§ **What to do**
Reproduce every line of the listing below word for word, leaving out the pictures.

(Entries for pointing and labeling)
[start]
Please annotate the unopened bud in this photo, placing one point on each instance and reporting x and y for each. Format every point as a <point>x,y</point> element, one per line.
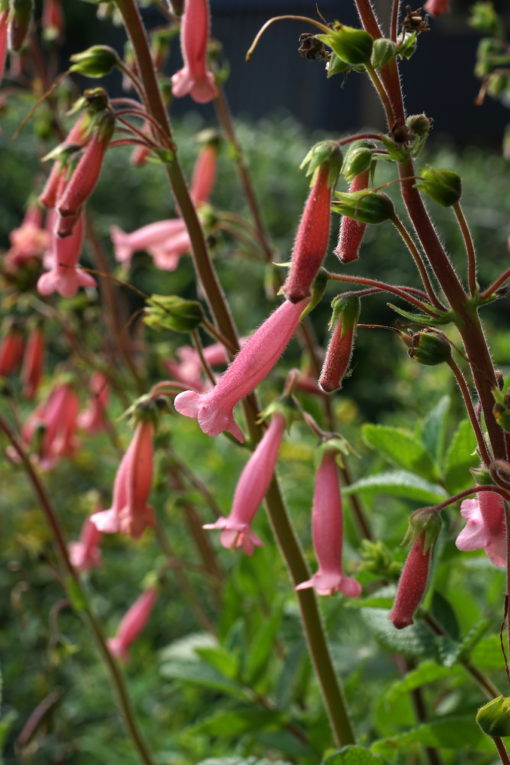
<point>443,186</point>
<point>97,61</point>
<point>173,312</point>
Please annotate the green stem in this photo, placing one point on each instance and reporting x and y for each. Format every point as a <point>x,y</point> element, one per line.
<point>80,595</point>
<point>321,658</point>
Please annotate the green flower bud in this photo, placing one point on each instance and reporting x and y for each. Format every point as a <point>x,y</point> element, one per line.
<point>324,153</point>
<point>494,717</point>
<point>173,312</point>
<point>354,46</point>
<point>443,186</point>
<point>97,61</point>
<point>364,206</point>
<point>383,52</point>
<point>429,348</point>
<point>358,158</point>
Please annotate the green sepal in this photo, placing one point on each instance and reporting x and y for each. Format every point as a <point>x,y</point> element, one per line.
<point>494,717</point>
<point>173,312</point>
<point>352,45</point>
<point>443,186</point>
<point>364,206</point>
<point>96,61</point>
<point>383,52</point>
[end]
§ **Result for this task**
Please annotate the unopened bud in this photo, placing one point on each instance and reporting x and y for each. Format every point as a <point>x,y</point> element, one per line.
<point>443,186</point>
<point>97,61</point>
<point>173,312</point>
Please annotate the green stem in this photo, placing one point on each instance and reporting x and y for each. Format every point as a <point>x,y</point> element, one per line.
<point>80,595</point>
<point>321,658</point>
Please annotate the green flower bud in this photo, placing one point on each instance and reporting x and y for each. Format every point as a <point>x,y</point> element, one per line.
<point>324,153</point>
<point>494,717</point>
<point>173,312</point>
<point>354,46</point>
<point>443,186</point>
<point>97,61</point>
<point>364,206</point>
<point>383,52</point>
<point>429,348</point>
<point>358,158</point>
Please annotate the green sepal in this photo, placing one point on each instance and reporting x and y for each. Format every point as a <point>x,y</point> element, one per line.
<point>494,717</point>
<point>173,312</point>
<point>352,45</point>
<point>443,186</point>
<point>364,206</point>
<point>96,61</point>
<point>383,52</point>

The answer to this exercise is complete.